• **PROBLEM DETAILS**
Please transcribe the data that follows, keeping every line exact.

• **LISTED RECORDS**
□ □ □

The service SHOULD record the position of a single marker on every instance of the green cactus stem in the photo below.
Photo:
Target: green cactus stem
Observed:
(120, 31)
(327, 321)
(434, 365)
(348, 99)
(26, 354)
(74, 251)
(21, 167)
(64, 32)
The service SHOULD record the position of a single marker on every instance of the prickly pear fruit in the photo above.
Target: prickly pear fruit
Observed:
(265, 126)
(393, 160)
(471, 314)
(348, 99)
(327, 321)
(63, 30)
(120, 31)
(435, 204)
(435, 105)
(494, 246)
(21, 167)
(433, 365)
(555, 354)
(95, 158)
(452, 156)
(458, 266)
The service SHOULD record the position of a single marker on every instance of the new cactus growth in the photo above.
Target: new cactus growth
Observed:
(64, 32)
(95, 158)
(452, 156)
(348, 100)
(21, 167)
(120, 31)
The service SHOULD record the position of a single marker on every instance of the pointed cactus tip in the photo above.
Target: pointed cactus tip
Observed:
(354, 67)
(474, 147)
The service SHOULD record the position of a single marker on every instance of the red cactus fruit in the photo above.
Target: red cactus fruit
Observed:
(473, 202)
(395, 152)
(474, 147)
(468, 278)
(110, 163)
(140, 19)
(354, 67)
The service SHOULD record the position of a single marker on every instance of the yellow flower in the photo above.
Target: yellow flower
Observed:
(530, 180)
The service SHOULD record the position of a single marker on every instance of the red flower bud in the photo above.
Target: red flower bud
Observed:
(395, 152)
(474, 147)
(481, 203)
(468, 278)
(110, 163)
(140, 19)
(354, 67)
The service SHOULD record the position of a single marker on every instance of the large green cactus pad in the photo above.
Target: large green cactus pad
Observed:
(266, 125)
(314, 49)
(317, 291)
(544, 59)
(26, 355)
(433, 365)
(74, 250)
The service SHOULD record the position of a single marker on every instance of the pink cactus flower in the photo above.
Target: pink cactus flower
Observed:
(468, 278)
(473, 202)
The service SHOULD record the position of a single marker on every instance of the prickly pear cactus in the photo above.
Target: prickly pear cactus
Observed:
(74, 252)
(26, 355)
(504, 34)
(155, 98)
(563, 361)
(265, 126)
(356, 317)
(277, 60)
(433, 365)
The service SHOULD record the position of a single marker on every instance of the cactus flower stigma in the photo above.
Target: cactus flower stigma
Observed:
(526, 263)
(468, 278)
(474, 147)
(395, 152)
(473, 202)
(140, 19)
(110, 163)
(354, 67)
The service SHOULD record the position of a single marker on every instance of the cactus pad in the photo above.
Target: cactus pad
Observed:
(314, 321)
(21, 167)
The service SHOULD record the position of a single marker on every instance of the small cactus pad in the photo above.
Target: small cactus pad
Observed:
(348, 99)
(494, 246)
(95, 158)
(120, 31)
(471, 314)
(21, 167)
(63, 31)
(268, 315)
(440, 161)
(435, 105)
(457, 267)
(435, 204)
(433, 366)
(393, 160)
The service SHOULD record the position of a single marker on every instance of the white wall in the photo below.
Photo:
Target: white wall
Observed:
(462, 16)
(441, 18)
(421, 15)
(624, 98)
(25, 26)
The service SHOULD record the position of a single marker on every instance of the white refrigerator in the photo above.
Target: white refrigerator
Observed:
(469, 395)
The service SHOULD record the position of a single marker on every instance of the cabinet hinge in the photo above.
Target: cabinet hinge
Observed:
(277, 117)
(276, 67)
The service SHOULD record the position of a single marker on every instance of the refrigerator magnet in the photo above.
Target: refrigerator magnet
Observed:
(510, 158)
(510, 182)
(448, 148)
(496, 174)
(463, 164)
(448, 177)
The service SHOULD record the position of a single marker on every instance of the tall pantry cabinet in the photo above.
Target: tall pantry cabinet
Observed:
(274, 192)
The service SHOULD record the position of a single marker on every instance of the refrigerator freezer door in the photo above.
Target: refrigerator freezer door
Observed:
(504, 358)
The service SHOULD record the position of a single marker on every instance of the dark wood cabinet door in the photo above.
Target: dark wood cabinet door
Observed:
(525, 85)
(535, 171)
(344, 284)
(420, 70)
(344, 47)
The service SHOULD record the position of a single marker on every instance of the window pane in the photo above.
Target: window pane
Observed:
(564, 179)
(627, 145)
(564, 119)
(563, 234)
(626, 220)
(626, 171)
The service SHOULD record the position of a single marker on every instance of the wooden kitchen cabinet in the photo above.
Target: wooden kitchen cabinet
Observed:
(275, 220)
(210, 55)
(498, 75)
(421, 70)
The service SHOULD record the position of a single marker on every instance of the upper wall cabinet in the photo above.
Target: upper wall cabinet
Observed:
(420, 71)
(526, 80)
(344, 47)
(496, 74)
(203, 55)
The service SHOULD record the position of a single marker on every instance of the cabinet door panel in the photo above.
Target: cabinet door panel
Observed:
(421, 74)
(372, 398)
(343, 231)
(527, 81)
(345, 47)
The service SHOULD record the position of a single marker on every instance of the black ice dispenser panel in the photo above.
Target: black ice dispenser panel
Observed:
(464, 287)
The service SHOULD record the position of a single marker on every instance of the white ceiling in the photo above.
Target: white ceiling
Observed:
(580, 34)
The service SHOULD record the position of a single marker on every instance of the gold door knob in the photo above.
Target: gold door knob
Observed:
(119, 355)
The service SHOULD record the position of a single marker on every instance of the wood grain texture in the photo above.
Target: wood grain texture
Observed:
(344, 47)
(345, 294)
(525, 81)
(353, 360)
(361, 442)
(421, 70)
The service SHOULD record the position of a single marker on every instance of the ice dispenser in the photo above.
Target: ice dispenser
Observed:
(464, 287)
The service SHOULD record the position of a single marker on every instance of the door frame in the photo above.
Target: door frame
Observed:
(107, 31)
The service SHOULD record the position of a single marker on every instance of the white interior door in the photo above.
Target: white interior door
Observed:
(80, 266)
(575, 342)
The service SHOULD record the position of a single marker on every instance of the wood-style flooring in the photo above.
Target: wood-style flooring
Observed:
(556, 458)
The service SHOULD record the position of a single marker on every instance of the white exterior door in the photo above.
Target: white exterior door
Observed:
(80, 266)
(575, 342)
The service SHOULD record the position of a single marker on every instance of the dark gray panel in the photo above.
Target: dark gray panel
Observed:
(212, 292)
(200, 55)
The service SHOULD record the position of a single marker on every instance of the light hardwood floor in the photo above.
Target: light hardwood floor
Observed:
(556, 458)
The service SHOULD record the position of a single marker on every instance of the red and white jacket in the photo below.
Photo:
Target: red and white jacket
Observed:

□ □ □

• **ANSWER BOX**
The service SHOULD record the position of a single marker on every instance of the green cactus stem in the photo below.
Photo:
Target: green cactus stem
Observed:
(120, 31)
(327, 321)
(434, 365)
(348, 99)
(26, 354)
(74, 251)
(21, 167)
(64, 32)
The service SHOULD record the position of a single marker on every instance of the prickly pear fruit in the photo above.
Target: prickly pear fruit
Observed:
(265, 126)
(393, 160)
(471, 314)
(348, 99)
(327, 321)
(63, 30)
(120, 31)
(435, 204)
(435, 105)
(494, 246)
(21, 167)
(433, 365)
(555, 354)
(95, 158)
(452, 156)
(458, 266)
The service SHOULD record the position of a single marker on every instance of the new cactus growth in the photo above.
Target: new cactus growth
Observed:
(64, 32)
(95, 158)
(452, 156)
(348, 100)
(21, 167)
(120, 31)
The service SHOULD record the position of a single marker on every instance of the pointed cactus tip in the photo above.
Target: pointed cactus tip
Observed:
(354, 67)
(474, 147)
The service SHOULD record the position of a single marker on every instance of the red cactus fruit in the photo above.
Target: red cactus fruit
Observed:
(473, 202)
(395, 152)
(474, 147)
(468, 278)
(110, 163)
(140, 19)
(354, 67)
The service SHOULD record the position of a single marker on every instance of the yellow flower in the photo above.
Target: yellow flower
Observed:
(530, 180)
The service SHOULD record the position of a single marker on every instance of the red flower bud in the photo above.
Target: red flower bud
Observed:
(395, 152)
(474, 147)
(481, 203)
(468, 278)
(110, 163)
(140, 19)
(354, 67)
The service SHOULD record the position of a single marker on every instance of the large green cactus pad in the photo above.
Target: large green cactus pad
Observed:
(266, 125)
(314, 49)
(317, 291)
(544, 59)
(26, 355)
(433, 365)
(74, 250)
The service SHOULD record the position of a single marker on every instance of the pink cactus flower in the photo above.
Target: pink cactus flower
Observed:
(468, 278)
(473, 202)
The service SHOULD record the position of a single marker on every instance of the prickly pear cactus in the photo above.
Target: prickly pear cactus
Observed:
(74, 252)
(26, 355)
(504, 34)
(155, 98)
(563, 361)
(265, 126)
(356, 317)
(277, 60)
(433, 365)
The service SHOULD record the position of a single marker on every instance of the cactus flower stigma in the photo above.
Target: cactus flower stigma
Observed:
(526, 263)
(468, 278)
(474, 147)
(395, 152)
(473, 202)
(140, 19)
(110, 163)
(354, 67)
The service SHOULD record the position of a single marker on every instance of the cactus pad in the photo above.
Target: cactus pad
Observed:
(314, 321)
(21, 167)
The service SHOULD record the position of a single marker on every instance of the small cactus pad in the photo above.
Target: small cactus pad
Observed:
(348, 99)
(494, 246)
(95, 158)
(120, 31)
(471, 314)
(21, 167)
(63, 31)
(268, 315)
(440, 161)
(435, 105)
(457, 267)
(435, 204)
(433, 366)
(393, 160)
The service SHOULD record the position of a single marker on every instance of the white wall in the photo below.
Photo:
Target: white wall
Observed:
(462, 16)
(441, 18)
(421, 15)
(624, 98)
(25, 26)
The service SHOULD record the position of a single marker on every instance of the white refrigerator in the photo above.
Target: white refrigerator
Observed:
(469, 395)
The service SHOULD record the position of a single marker on every instance of the cabinet hinge in the photo above.
Target: cabinet hinge
Observed:
(277, 117)
(276, 67)
The service SHOULD record the position of a single marker on every instance of the refrigerator magnet in the photo above.
Target: refrigerator magnet
Observed:
(510, 158)
(510, 182)
(448, 148)
(496, 174)
(463, 164)
(448, 177)
The service SHOULD record the position of a single marker on every instance of the tall pantry cabinet in the photo above.
Target: tall pantry cabinet
Observed:
(274, 192)
The service SHOULD record the position of a single marker on every instance of the refrigerator freezer door in the photo above.
Target: refrigerator freezer door
Observed:
(504, 358)
The service SHOULD record the position of a single marker on every instance of the dark wood cabinet door in the photo above.
Target: dark wood cabinet door
Observed:
(525, 85)
(535, 171)
(344, 284)
(420, 70)
(344, 47)
The service SHOULD record the position of a single marker on every instance of the window pane in the photo above.
Target: window pane
Observed:
(564, 179)
(627, 145)
(564, 119)
(563, 234)
(626, 220)
(626, 171)
The service SHOULD record the position of a single marker on every instance of the wooden kitchen cabinet in the photo above.
Target: wooden kitchen cabinet
Observed:
(275, 220)
(210, 55)
(498, 75)
(421, 70)
The service SHOULD record the position of a single marker on every instance of the upper wall cabinet in the photo above.
Target: upper wall cabinet
Observed:
(420, 71)
(526, 80)
(344, 47)
(496, 74)
(203, 55)
The service SHOULD record the position of a single marker on every instance of the cabinet door panel in the photo above.
Target: cabinet door panel
Observed:
(421, 74)
(372, 398)
(343, 231)
(527, 81)
(345, 47)
The service SHOULD record the position of a single marker on every instance of the black ice dispenser panel in the photo above.
Target: black ice dispenser panel
Observed:
(464, 287)
The service SHOULD record the position of a single marker on every instance of the white ceiling in the photo above.
Target: white ceiling
Observed:
(580, 34)
The service SHOULD record the position of a single marker on every instance of the gold door knob in the photo above.
Target: gold door knob
Observed:
(119, 355)
The service SHOULD record the position of a single marker on every instance of the wood grain texture in the photo above.
Target: wood grain texture
Observed:
(344, 47)
(345, 294)
(525, 81)
(353, 360)
(361, 442)
(421, 70)
The service SHOULD record the position of a single marker on every instance of the ice dispenser in the photo above.
Target: ice dispenser
Observed:
(464, 287)
The service SHOULD record the position of a single marker on every instance of the door frame in the photo above.
Target: door frame
Observed:
(107, 31)
The service SHOULD record the position of a single marker on every instance of the white interior door in the photo above.
Target: white interior door
Observed:
(80, 266)
(575, 342)
The service SHOULD record the position of a single marker on every instance of the wood-style flooring in the photo above.
Target: wood-style flooring
Observed:
(556, 458)
The service SHOULD record the position of a single marker on every instance of the white exterior door in the photo above.
Target: white exterior door
Observed:
(80, 266)
(575, 342)
The service SHOULD record the position of a single marker on every instance of the dark gray panel in the photo above.
Target: dark gray panel
Observed:
(212, 292)
(200, 55)
The service SHOULD record the position of a single marker on every instance of the light hardwood floor in the photo above.
Target: light hardwood floor
Observed:
(556, 458)
The service SHOULD record the position of a single marker on every instance of the red and white jacket in the photo below.
Photo:
Target: red and white jacket
Observed:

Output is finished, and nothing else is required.